BEGIN PASSAGE TO READ

As you may know that LayerStack uses AMD EPYC (Extreme Performance Yield Computing) processors for our instances, it is very important to have GPU drivers properly installed for full potential utilization.
AMD has already announced the compatible drivers with third generation of the world’s most advanced processor system, to have the latest high-performance computing system featuring 2nd Gen AMD EPYC processors. With the 2nd Gen AMD EPYC processors, customers can maximize performance and cost efficiencies in heterogeneous computing, virtualized and hyper converged infrastructure workloads, providing teams with the flexibility and capability to the maximum extent.
NVIDIA’s CUDA Tool kit is an essential component along with the dependencies.
The Primary step is to make sure the GPU is available on the deployed instance using below command.
# lspci -vnn | grep NVIDIA
If the lspci command is not available, this can be installed by executing the below command.
# sudo yum install pciutils
Dependencies are to be installed before the NVIDIA drivers, using below commands.
Please choose the corresponding commands as per the server OS.

END PASSAGE TO READ
BEGIN DATASET

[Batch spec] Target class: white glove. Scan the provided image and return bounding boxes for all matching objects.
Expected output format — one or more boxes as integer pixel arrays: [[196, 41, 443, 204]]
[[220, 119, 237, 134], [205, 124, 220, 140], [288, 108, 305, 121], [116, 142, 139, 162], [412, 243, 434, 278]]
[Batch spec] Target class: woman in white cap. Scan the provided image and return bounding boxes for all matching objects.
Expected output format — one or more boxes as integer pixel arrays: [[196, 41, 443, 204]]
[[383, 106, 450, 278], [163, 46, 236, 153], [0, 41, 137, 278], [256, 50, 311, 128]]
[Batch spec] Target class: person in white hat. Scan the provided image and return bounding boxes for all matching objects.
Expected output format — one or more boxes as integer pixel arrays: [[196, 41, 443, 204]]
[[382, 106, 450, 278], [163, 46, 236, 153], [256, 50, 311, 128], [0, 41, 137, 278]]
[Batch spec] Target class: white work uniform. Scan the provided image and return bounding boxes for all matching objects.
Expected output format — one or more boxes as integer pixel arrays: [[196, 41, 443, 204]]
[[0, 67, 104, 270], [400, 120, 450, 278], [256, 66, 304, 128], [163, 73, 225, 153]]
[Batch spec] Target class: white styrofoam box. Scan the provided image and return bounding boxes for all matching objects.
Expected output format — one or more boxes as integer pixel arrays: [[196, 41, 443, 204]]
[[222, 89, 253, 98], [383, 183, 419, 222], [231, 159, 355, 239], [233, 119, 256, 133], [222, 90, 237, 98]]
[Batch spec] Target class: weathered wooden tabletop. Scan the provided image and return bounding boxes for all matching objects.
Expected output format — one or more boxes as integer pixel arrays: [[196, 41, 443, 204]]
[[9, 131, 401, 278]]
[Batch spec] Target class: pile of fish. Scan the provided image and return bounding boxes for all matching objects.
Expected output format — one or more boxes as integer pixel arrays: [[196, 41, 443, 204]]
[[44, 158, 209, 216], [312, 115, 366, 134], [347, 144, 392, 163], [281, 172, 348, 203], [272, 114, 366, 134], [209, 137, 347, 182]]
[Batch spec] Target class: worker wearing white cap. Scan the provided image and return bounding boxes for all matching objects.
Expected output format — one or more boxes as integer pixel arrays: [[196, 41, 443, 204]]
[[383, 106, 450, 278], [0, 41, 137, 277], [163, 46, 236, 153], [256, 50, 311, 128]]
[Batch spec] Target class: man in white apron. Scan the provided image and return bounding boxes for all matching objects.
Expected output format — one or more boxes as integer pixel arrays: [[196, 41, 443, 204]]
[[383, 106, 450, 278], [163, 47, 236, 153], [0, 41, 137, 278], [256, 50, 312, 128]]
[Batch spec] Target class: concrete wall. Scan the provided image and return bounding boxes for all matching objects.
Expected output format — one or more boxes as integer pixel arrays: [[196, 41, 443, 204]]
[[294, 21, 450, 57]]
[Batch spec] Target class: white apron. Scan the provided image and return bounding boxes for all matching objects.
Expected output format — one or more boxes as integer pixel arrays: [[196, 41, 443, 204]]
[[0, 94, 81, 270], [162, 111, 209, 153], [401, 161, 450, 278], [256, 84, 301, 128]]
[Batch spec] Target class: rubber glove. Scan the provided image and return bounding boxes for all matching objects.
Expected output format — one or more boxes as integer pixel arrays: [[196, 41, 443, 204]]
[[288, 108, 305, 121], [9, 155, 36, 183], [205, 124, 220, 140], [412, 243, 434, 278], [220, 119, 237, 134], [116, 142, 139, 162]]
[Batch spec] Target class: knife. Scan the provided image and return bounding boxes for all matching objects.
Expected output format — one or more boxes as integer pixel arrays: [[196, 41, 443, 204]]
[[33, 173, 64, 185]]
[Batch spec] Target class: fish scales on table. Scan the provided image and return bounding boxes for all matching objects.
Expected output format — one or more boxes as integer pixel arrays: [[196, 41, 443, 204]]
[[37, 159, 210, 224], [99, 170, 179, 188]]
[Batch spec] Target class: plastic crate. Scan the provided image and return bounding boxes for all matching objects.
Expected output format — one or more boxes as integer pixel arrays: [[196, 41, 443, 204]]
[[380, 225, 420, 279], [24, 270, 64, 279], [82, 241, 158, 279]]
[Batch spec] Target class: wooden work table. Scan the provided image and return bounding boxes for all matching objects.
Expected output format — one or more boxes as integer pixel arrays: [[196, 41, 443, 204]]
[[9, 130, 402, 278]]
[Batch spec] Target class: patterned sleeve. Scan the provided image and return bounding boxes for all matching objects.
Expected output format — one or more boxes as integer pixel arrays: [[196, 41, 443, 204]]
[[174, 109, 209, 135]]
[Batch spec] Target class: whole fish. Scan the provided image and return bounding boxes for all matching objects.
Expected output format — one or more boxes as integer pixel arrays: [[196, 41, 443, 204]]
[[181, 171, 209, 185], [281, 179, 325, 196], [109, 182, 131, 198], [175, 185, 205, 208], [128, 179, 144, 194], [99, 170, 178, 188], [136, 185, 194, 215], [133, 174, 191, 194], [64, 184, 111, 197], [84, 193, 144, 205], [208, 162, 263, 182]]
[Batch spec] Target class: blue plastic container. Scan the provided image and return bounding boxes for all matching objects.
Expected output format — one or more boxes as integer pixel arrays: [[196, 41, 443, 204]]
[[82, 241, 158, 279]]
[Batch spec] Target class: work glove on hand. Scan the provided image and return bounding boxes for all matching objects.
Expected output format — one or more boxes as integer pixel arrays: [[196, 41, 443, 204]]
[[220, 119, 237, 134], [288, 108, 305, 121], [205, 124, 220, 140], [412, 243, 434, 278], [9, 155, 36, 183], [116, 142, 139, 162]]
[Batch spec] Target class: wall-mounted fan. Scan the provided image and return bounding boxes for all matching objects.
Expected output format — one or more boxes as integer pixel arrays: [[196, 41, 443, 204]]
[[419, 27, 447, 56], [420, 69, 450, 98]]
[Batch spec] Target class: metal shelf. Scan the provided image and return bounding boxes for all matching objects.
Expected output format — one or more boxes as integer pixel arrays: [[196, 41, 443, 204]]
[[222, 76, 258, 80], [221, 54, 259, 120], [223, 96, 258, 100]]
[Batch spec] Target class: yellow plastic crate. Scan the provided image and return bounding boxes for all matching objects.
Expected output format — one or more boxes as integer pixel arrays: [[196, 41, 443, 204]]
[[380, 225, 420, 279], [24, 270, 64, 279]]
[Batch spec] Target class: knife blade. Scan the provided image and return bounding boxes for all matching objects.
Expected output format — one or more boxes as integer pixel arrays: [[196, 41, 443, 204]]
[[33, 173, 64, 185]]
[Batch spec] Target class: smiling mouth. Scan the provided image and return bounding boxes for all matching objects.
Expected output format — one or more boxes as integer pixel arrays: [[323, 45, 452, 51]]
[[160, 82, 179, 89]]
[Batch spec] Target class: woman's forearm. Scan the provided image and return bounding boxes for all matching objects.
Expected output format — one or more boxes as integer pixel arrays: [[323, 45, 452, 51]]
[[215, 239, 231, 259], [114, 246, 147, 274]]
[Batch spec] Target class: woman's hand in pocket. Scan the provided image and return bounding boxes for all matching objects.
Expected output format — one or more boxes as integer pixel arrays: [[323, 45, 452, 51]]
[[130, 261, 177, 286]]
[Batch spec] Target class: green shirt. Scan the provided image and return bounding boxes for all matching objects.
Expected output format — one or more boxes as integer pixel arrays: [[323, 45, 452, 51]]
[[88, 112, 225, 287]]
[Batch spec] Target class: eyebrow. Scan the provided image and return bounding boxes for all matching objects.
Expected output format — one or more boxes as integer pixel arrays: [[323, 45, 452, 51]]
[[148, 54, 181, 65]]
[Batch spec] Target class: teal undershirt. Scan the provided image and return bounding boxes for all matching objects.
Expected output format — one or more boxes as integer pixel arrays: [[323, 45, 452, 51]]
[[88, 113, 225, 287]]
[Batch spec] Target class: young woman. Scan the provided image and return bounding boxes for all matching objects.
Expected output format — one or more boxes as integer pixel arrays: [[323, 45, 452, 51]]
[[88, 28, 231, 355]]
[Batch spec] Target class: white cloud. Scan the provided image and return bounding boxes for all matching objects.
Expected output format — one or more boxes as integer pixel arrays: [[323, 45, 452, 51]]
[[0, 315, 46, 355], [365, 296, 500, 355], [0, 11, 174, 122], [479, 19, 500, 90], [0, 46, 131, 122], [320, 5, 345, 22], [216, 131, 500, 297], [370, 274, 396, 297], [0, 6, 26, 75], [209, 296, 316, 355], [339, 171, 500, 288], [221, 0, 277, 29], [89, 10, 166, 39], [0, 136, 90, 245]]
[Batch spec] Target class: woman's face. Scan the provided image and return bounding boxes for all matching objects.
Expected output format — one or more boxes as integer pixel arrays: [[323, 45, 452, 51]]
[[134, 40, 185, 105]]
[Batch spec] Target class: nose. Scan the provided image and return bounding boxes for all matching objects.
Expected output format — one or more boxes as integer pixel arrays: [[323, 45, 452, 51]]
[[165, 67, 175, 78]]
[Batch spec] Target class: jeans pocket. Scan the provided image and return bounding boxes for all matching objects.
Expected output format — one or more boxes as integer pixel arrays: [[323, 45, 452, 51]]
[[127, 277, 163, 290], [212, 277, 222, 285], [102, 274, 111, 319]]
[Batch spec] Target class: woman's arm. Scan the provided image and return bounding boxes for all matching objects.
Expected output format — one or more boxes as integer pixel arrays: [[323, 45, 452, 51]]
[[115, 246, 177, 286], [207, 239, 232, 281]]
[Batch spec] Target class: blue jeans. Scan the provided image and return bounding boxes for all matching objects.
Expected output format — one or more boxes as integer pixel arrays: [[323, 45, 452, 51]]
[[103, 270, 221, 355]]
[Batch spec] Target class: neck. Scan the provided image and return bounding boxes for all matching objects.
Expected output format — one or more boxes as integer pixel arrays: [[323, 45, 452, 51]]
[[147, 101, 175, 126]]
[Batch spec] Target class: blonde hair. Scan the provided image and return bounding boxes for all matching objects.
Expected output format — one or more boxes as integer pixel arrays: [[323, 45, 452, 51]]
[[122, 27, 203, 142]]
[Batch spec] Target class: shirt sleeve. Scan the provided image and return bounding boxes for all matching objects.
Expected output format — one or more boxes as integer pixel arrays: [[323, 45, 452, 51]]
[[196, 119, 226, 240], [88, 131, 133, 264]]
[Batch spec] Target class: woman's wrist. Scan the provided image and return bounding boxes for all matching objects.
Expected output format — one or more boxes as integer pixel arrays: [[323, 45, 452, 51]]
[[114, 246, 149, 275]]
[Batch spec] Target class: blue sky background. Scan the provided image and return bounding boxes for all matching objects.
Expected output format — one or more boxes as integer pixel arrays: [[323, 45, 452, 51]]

END DATASET

* **THINGS TO DO**
- a) Rewrite the GPU driver setup page from "NVIDIA’s CUDA Tool" up to and including "using below commands.", substituting "dnf" for "yum".
- b) Answer these questions from the GPU driver setup page:
(i) Which processors does LayerStack use for its instances?
(ii) Which command installs lspci if it is not available?
(iii) What has to be installed before the NVIDIA drivers?

* **OUTPUTS BY TASK**
- a)
NVIDIA’s CUDA Tool kit is an essential component along with the dependencies.
The Primary step is to make sure the GPU is available on the deployed instance using below command.
# lspci -vnn | grep NVIDIA
If the lspci command is not available, this can be installed by executing the below command.
# sudo dnf install pciutils
Dependencies are to be installed before the NVIDIA drivers, using below commands.

- b)
(i) AMD EPYC (Extreme Performance Yield Computing) processors
(ii) # sudo yum install pciutils
(iii) The dependencies